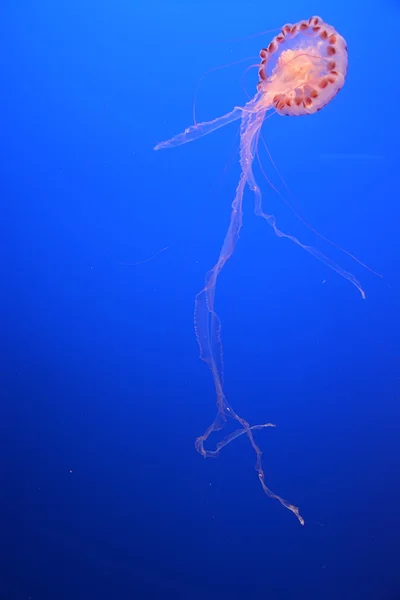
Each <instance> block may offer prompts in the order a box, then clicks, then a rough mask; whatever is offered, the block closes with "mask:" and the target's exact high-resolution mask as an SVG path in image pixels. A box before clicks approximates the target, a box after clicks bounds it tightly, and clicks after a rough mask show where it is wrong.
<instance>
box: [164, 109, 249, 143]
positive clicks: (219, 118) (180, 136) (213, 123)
mask: <svg viewBox="0 0 400 600" xmlns="http://www.w3.org/2000/svg"><path fill="white" fill-rule="evenodd" d="M242 111H243V108H240V107H239V106H236V107H235V108H234V109H233V110H231V112H229V113H226V115H223V116H222V117H217V118H216V119H213V120H212V121H204V122H203V123H196V124H195V125H191V126H190V127H188V128H187V129H185V131H184V132H183V133H179V134H178V135H175V136H174V137H173V138H171V139H170V140H166V141H165V142H160V143H158V144H157V145H156V146H155V147H154V150H162V149H164V148H173V147H174V146H182V144H187V143H188V142H193V141H194V140H197V139H199V138H201V137H204V136H205V135H208V134H209V133H212V132H213V131H216V130H217V129H220V127H224V126H225V125H228V123H233V122H234V121H237V120H238V119H240V118H241V116H242Z"/></svg>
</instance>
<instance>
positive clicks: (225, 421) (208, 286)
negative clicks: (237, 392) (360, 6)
mask: <svg viewBox="0 0 400 600" xmlns="http://www.w3.org/2000/svg"><path fill="white" fill-rule="evenodd" d="M347 63H348V56H347V46H346V42H345V40H344V38H343V37H342V36H341V35H339V34H338V33H337V31H336V30H335V29H334V28H333V27H332V26H331V25H328V24H326V23H324V22H323V20H322V19H321V18H320V17H316V16H314V17H311V18H310V19H308V20H305V21H300V22H298V23H296V24H295V25H292V24H287V25H285V26H284V27H283V28H282V30H281V32H280V33H279V34H278V35H276V36H275V37H274V38H273V39H272V41H271V43H270V44H269V46H267V47H265V48H263V49H262V50H261V52H260V64H259V65H257V67H258V76H259V81H258V85H257V92H256V94H255V96H254V98H252V99H251V100H250V101H249V102H247V104H245V106H235V107H234V108H233V110H232V111H230V112H228V113H227V114H226V115H223V116H221V117H218V118H216V119H213V120H212V121H206V122H203V123H198V124H194V125H192V126H190V127H188V128H187V129H186V130H185V131H184V132H183V133H180V134H178V135H176V136H174V137H173V138H171V139H169V140H167V141H164V142H160V143H159V144H157V145H156V146H155V150H161V149H164V148H173V147H175V146H180V145H182V144H186V143H188V142H191V141H193V140H197V139H198V138H200V137H203V136H205V135H208V134H209V133H212V132H213V131H216V130H217V129H219V128H220V127H224V126H225V125H228V124H229V123H232V122H233V121H237V120H239V119H240V120H241V123H240V167H241V174H240V178H239V183H238V184H237V188H236V195H235V197H234V200H233V202H232V210H231V216H230V223H229V227H228V231H227V233H226V236H225V240H224V243H223V245H222V248H221V251H220V254H219V258H218V260H217V262H216V264H215V265H214V266H213V268H212V269H211V270H210V271H209V272H208V273H207V275H206V281H205V286H204V288H203V289H202V290H201V291H200V292H199V293H198V294H197V296H196V299H195V312H194V323H195V332H196V337H197V341H198V343H199V347H200V358H201V359H202V360H203V361H204V362H205V363H206V364H207V365H208V367H209V368H210V370H211V373H212V376H213V380H214V385H215V392H216V405H217V415H216V417H215V419H214V421H213V422H212V423H211V425H210V426H209V427H208V428H207V429H206V431H205V432H204V434H203V435H201V436H199V437H198V438H197V439H196V443H195V446H196V449H197V451H198V452H199V453H200V454H201V455H202V456H204V457H205V458H208V457H216V456H217V455H218V454H219V452H220V451H221V449H222V448H223V447H224V446H226V445H227V444H229V443H230V442H231V441H233V440H234V439H236V438H237V437H239V436H241V435H246V436H247V437H248V439H249V441H250V444H251V446H252V447H253V449H254V452H255V454H256V463H255V468H256V472H257V474H258V478H259V481H260V483H261V486H262V489H263V490H264V492H265V494H266V495H267V496H269V497H270V498H273V499H275V500H277V501H279V502H280V503H281V504H282V506H284V507H285V508H287V509H288V510H290V511H291V512H292V513H294V515H295V516H296V517H297V519H298V520H299V522H300V523H301V524H302V525H304V519H303V517H302V516H301V515H300V512H299V509H298V507H297V506H295V505H293V504H291V503H290V502H288V501H287V500H285V499H284V498H282V497H280V496H278V495H277V494H275V493H274V492H273V491H272V490H271V489H270V488H269V487H268V486H267V484H266V479H265V473H264V468H263V464H262V460H261V454H262V453H261V450H260V448H259V446H258V444H257V443H256V441H255V439H254V431H255V430H258V429H263V428H265V427H274V426H275V425H273V424H272V423H263V424H260V425H252V426H251V425H249V423H248V422H247V421H246V420H245V419H244V418H242V417H241V416H240V415H238V414H237V413H236V412H235V410H234V409H233V408H232V406H231V405H230V404H229V402H228V400H227V398H226V396H225V393H224V387H223V357H222V342H221V323H220V320H219V317H218V315H217V313H216V312H215V304H214V299H215V291H216V284H217V279H218V275H219V274H220V272H221V270H222V269H223V267H224V266H225V264H226V262H227V261H228V259H229V258H230V257H231V256H232V253H233V251H234V249H235V245H236V242H237V240H238V237H239V233H240V229H241V227H242V215H243V211H242V200H243V194H244V191H245V188H246V186H248V187H249V188H250V190H251V191H252V192H253V195H254V210H255V213H256V215H258V216H260V217H262V218H263V219H265V221H266V222H267V223H268V224H269V225H270V226H271V227H272V228H273V230H274V232H275V234H276V235H277V236H278V237H280V238H287V239H290V240H291V241H292V242H294V243H295V244H297V245H298V246H300V247H301V248H303V249H304V250H306V251H307V252H308V253H309V254H311V255H313V256H314V257H316V258H317V259H318V260H320V261H322V262H323V263H325V264H326V265H327V266H329V267H330V268H331V269H333V270H334V271H336V272H337V273H338V274H339V275H341V276H342V277H344V278H345V279H347V280H348V281H349V282H350V283H352V284H353V285H354V286H355V287H356V288H357V289H358V291H359V292H360V293H361V296H362V297H363V298H364V297H365V293H364V290H363V288H362V287H361V285H360V283H359V282H358V281H357V279H356V278H355V277H354V276H353V275H352V274H351V273H349V272H348V271H345V270H344V269H342V268H341V267H340V266H339V265H337V264H336V263H335V262H333V261H332V260H331V259H329V258H328V257H327V256H325V255H324V254H322V253H321V252H320V251H319V250H317V249H315V248H313V247H311V246H308V245H305V244H302V243H301V242H300V241H299V240H298V239H297V238H296V237H294V236H292V235H288V234H286V233H284V232H282V231H281V230H280V229H278V227H277V224H276V220H275V217H274V216H273V215H270V214H268V213H266V212H264V210H263V207H262V196H261V190H260V188H259V186H258V184H257V182H256V179H255V176H254V173H253V161H254V158H255V156H256V154H257V145H258V141H259V138H260V132H261V127H262V125H263V122H264V120H265V118H266V115H267V113H270V112H272V111H274V112H276V113H278V114H279V115H282V116H292V117H297V116H303V115H312V114H314V113H316V112H318V111H320V110H321V109H322V108H323V107H324V106H326V105H327V104H328V103H329V102H330V101H331V100H332V99H333V98H334V97H335V96H336V94H337V93H338V92H339V90H340V89H341V88H342V87H343V84H344V82H345V78H346V72H347ZM229 419H231V420H233V421H236V423H237V426H238V429H236V430H235V431H233V432H232V433H230V434H229V435H227V436H226V437H225V438H223V439H222V440H221V441H219V442H218V443H217V445H216V446H215V449H213V450H210V449H206V447H205V445H206V442H207V441H208V438H209V437H210V435H211V434H212V433H214V432H217V431H220V430H222V429H223V428H224V426H225V424H226V422H227V421H228V420H229Z"/></svg>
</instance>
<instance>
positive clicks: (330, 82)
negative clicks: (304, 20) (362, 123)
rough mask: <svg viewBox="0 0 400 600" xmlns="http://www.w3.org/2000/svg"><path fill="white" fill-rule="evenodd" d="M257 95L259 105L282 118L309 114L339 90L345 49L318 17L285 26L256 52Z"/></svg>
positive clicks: (343, 80)
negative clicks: (275, 112)
mask: <svg viewBox="0 0 400 600" xmlns="http://www.w3.org/2000/svg"><path fill="white" fill-rule="evenodd" d="M260 59H261V63H260V66H259V70H258V76H259V83H258V85H257V89H258V91H259V92H260V93H261V94H262V97H261V101H262V104H263V105H264V106H265V107H266V108H267V107H269V106H270V105H271V104H272V106H273V107H274V108H275V110H276V112H277V113H279V114H280V115H284V116H300V115H307V114H308V115H309V114H313V113H315V112H317V111H319V110H321V108H323V107H324V106H326V105H327V104H328V103H329V102H330V101H331V100H332V98H334V97H335V96H336V94H337V93H338V92H339V90H340V89H341V88H342V87H343V84H344V81H345V77H346V72H347V63H348V57H347V46H346V42H345V40H344V39H343V37H342V36H341V35H339V34H338V33H337V31H336V30H335V29H334V28H333V27H332V26H331V25H327V24H326V23H324V22H323V21H322V19H321V18H320V17H311V19H309V20H308V21H300V22H299V23H296V24H295V25H291V24H287V25H285V26H284V27H282V31H281V32H280V33H279V34H278V35H276V36H275V37H274V38H273V40H272V41H271V43H270V44H269V46H268V47H266V48H263V49H262V50H261V52H260Z"/></svg>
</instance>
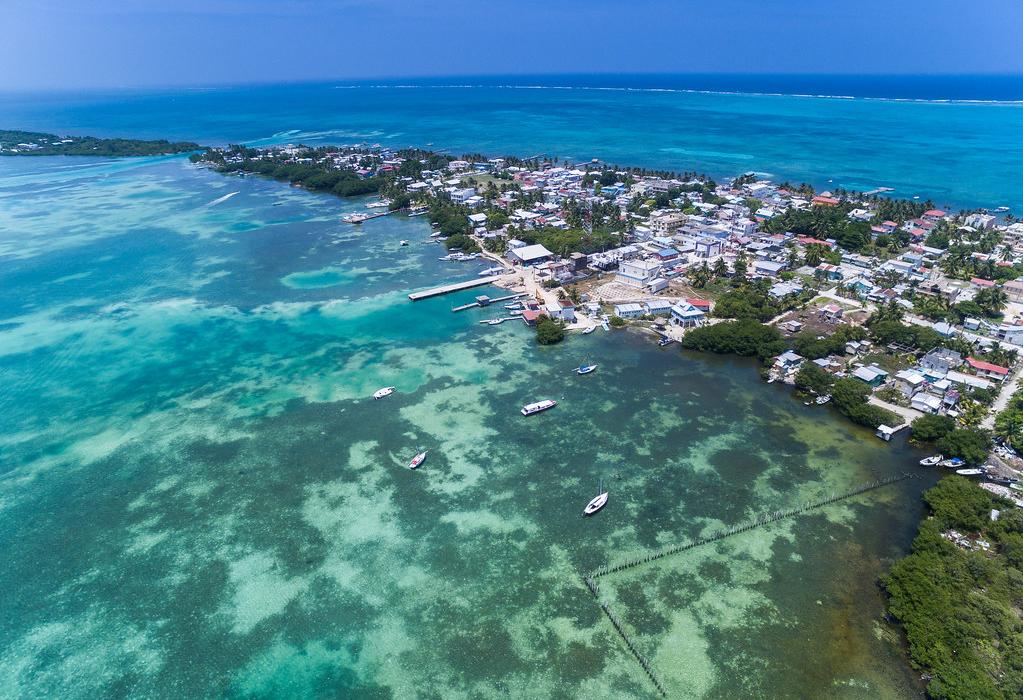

▶ _Exercise brief_: Here the job is to output the lines from the top of the listing through the line holding "positive clicks: (225, 421) (208, 286)", word for word and without pictures.

▶ _Answer to this problem_:
Each <instance> block may offer prompts in the order a box, then clicks, then a rough mask; whatever is offered, the block closes with "mask:" and the target's exact high-resolution mask as an SVG path in image pixels. A box before clicks approximates the target, a box after clicks bounds it tightly, and clicks after a rough mask show where it is wrong.
<instance>
box: [164, 109, 249, 143]
positive clicks: (219, 118) (180, 136) (213, 123)
mask: <svg viewBox="0 0 400 600" xmlns="http://www.w3.org/2000/svg"><path fill="white" fill-rule="evenodd" d="M242 111H243V108H240V107H239V106H236V107H235V108H234V109H233V110H231V112H229V113H226V115H223V116H222V117H217V118H216V119H213V120H212V121H204V122H203V123H196V124H195V125H191V126H190V127H188V128H187V129H185V131H184V132H183V133H179V134H178V135H175V136H174V137H173V138H171V139H170V140H166V141H165V142H160V143H158V144H157V145H156V146H155V147H154V150H162V149H164V148H173V147H174V146H182V144H187V143H188V142H193V141H194V140H197V139H199V138H201V137H204V136H205V135H208V134H209V133H212V132H213V131H216V130H217V129H220V127H224V126H225V125H228V123H233V122H234V121H237V120H238V119H240V118H241V116H242Z"/></svg>
</instance>
<instance>
positive clicks: (225, 421) (208, 286)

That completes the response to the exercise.